*To-do list:*
- a) In the excerpt on pipeline dataset types, what does an expectation with `ON VIOLATION FAIL UPDATE` do when a row violates it?
- b) Using the excerpt on pipeline dataset types, explain in one to three sentences why temporary views can lower storage costs.

##### Excerpt #####

Key properties of streaming tables:

Each input row is processed exactly once
New data is appended incrementally
Ideal for data ingestion from cloud storage, Kafka, etc.
Uses Structured Streaming under the hood

Materialized Views

Best for complex transformations and aggregations:

-- SQL: Create a materialized view
CREATE OR REFRESH MATERIALIZED VIEW daily_sales_summary
AS SELECT
    order_date,
    COUNT(DISTINCT order_id) AS total_orders,
    SUM(amount) AS total_revenue,
    AVG(amount) AS avg_order_value
FROM LIVE.cleaned_orders
GROUP BY order_date;

@dlt.table(comment="Daily sales aggregation")
def daily_sales_summary():
    return (dlt.read("cleaned_orders")
        .groupBy("order_date")
        .agg(
            count("order_id").alias("total_orders"),
            sum("amount").alias("total_revenue"),
            avg("amount").alias("avg_order_value")
        )
    )

Key properties of materialized views:

Results are pre-computed and stored (not computed on each query)
Refreshed using incremental refresh when possible
Can use any SQL operation (JOINs, aggregations, window functions)
Ideal for gold-layer analytics tables

Views (Temporary)

-- Temporary: not persisted, used for intermediate transformations
CREATE TEMPORARY STREAMING LIVE VIEW enriched_orders
AS SELECT
    o.*,
    c.customer_name,
    c.segment
FROM STREAM(LIVE.cleaned_orders) o
LEFT JOIN LIVE.customers c ON o.customer_id = c.customer_id;

Key properties of views:

Not persisted — computed on each pipeline run
Used for intermediate transformations
Reduce storage costs for transformations that don't need to be materialized

Choosing the Right Dataset Type

Scenario	Dataset Type
Ingest raw files from cloud storage	Streaming Table
Append-only event processing	Streaming Table
Aggregated daily/weekly summaries	Materialized View
JOIN-heavy transformations	Materialized View
Intermediate cleanup step (not queried directly)	View

Expectations (Data Quality)

Expectations define data quality constraints on pipeline datasets:

Expectation Actions

Action	SQL Syntax	Behavior
Warn	`EXPECT (condition)`	Log violation metrics; keep all rows
Drop	`EXPECT (condition) ON VIOLATION DROP ROW`	Remove rows that violate
Fail	`EXPECT (condition) ON VIOLATION FAIL UPDATE`	Stop the pipeline on violation

Examples

-- Warn: log violations but keep all rows
CREATE OR REFRESH STREAMING TABLE orders (
    CONSTRAINT valid_amount EXPECT (amount > 0),
    CONSTRAINT valid_date EXPECT (order_date IS NOT NULL)

##### Dataset extract #####

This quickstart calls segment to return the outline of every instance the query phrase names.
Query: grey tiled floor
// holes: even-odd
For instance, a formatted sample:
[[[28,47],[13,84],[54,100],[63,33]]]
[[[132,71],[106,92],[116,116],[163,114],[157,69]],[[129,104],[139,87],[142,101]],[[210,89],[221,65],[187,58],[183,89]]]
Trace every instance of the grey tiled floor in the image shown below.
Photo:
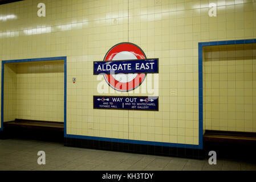
[[[37,163],[44,151],[46,164]],[[64,147],[63,144],[25,139],[0,140],[0,170],[256,170],[256,164],[123,153]]]

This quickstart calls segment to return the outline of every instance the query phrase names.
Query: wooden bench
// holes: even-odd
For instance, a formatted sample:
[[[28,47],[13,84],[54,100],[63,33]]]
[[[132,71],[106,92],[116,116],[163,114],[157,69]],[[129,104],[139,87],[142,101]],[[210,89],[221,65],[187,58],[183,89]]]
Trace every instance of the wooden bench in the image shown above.
[[[256,133],[249,132],[206,130],[204,142],[256,144]]]
[[[64,131],[64,122],[16,119],[3,123],[5,129],[26,128]]]
[[[64,122],[15,119],[3,123],[2,138],[25,138],[63,142]]]

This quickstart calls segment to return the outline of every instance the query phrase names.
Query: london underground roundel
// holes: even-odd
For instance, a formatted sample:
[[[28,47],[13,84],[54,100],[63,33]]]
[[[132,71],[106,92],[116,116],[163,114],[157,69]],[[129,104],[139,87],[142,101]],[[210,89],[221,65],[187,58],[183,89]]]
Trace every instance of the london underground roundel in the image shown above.
[[[104,61],[120,61],[147,59],[143,51],[131,43],[121,43],[112,47],[107,53]],[[105,75],[107,82],[115,90],[127,92],[138,87],[146,77],[144,73]]]

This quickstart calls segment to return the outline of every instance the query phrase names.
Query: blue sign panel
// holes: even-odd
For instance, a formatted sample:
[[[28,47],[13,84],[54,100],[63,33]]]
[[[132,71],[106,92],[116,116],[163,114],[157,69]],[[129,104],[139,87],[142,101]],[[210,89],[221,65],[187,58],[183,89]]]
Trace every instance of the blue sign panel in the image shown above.
[[[158,97],[94,96],[94,109],[158,111]]]
[[[158,73],[159,59],[136,59],[110,61],[94,61],[94,75],[117,73]]]

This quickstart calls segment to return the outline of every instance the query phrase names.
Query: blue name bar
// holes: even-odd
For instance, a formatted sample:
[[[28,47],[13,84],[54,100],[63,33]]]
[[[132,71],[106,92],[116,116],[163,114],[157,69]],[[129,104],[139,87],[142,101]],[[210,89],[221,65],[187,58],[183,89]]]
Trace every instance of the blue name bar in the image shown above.
[[[94,109],[158,111],[159,97],[94,96]]]
[[[141,73],[158,73],[158,58],[94,62],[94,75]]]

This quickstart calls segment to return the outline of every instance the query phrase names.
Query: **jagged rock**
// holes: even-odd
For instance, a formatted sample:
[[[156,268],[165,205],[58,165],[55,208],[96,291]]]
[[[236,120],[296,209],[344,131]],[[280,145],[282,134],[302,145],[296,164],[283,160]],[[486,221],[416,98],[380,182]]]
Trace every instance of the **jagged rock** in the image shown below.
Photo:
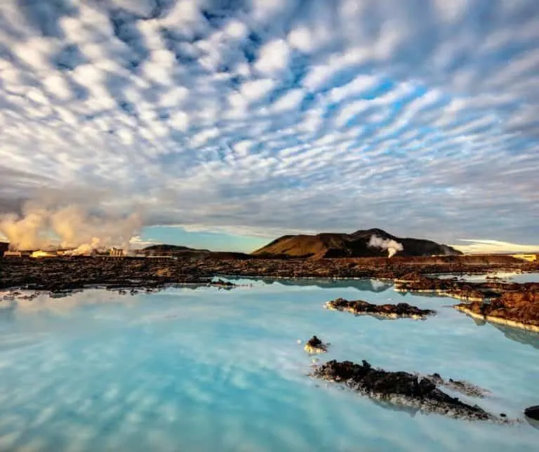
[[[312,336],[307,341],[303,350],[310,354],[326,353],[328,351],[328,344],[324,344],[317,336]]]
[[[474,318],[539,331],[539,284],[518,287],[519,290],[506,291],[491,303],[460,303],[455,308]]]
[[[439,390],[430,378],[408,372],[374,368],[366,361],[357,364],[333,360],[316,366],[312,375],[338,382],[373,399],[404,405],[451,418],[469,420],[500,420],[477,405],[469,405]]]
[[[529,406],[524,410],[524,414],[535,420],[539,420],[539,405]]]
[[[349,301],[344,298],[337,298],[326,303],[326,307],[329,310],[338,311],[347,311],[354,315],[372,315],[385,319],[425,319],[428,315],[434,315],[436,311],[432,310],[422,310],[417,306],[412,306],[408,303],[399,303],[397,305],[373,305],[363,301],[355,300]]]
[[[467,381],[460,380],[453,380],[449,378],[449,380],[444,380],[439,373],[433,373],[432,375],[427,375],[431,381],[439,386],[444,386],[449,390],[460,392],[470,397],[484,397],[488,391],[484,390],[479,386],[469,383]]]

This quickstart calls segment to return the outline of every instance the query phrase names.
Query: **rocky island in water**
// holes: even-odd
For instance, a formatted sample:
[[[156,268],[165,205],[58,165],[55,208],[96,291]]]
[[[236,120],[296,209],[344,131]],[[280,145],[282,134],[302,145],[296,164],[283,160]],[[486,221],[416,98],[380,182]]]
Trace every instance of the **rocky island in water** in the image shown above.
[[[438,387],[438,378],[375,368],[364,360],[361,364],[350,361],[329,361],[315,366],[312,375],[344,385],[372,399],[426,413],[437,413],[467,420],[505,421],[505,413],[495,416],[477,405],[470,405],[444,392]],[[467,395],[474,394],[468,393]]]
[[[328,301],[325,306],[328,310],[347,311],[354,315],[371,315],[382,319],[410,318],[418,320],[436,314],[436,311],[432,310],[422,310],[408,303],[373,305],[362,300],[348,301],[344,298]]]

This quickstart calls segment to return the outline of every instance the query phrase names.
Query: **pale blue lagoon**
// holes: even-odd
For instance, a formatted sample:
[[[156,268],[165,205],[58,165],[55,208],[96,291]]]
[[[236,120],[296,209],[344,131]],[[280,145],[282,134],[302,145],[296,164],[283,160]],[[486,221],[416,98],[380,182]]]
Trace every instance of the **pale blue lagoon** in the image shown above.
[[[0,450],[537,450],[525,420],[414,415],[314,380],[298,340],[331,343],[322,361],[467,380],[491,394],[463,399],[522,418],[539,404],[538,335],[477,325],[450,298],[377,281],[240,282],[1,302]],[[380,321],[323,308],[337,297],[439,314]]]

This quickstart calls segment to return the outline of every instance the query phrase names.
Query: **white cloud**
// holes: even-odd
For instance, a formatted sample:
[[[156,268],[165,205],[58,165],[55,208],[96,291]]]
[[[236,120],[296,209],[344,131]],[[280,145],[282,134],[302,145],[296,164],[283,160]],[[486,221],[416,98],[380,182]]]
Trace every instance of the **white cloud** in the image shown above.
[[[290,49],[283,39],[265,44],[260,50],[255,69],[267,76],[277,76],[288,67]]]
[[[0,206],[76,185],[149,224],[533,242],[534,1],[7,2]]]
[[[539,245],[524,245],[498,240],[481,240],[460,239],[461,241],[470,242],[469,245],[453,245],[456,249],[467,254],[538,253]]]

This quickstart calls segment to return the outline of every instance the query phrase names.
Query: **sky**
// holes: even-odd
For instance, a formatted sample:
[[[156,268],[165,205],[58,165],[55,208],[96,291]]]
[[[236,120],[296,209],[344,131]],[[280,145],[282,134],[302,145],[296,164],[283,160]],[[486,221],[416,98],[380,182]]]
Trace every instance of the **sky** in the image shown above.
[[[139,244],[539,248],[538,112],[537,0],[0,4],[0,213],[137,212]]]

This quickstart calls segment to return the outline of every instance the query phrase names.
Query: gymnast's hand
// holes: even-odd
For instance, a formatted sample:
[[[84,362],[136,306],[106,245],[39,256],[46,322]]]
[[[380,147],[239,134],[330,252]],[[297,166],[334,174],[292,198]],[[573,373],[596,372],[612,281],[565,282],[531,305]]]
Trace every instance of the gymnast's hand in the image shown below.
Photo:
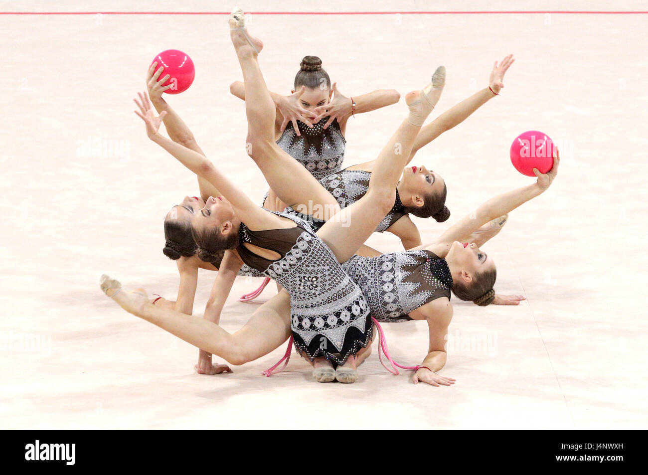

#####

*Solutions by task:*
- a) It stops the pipeline.

- b) Temporary views are not persisted and are computed on each pipeline run. For transformations that don't need to be materialized, using a view therefore reduces storage costs.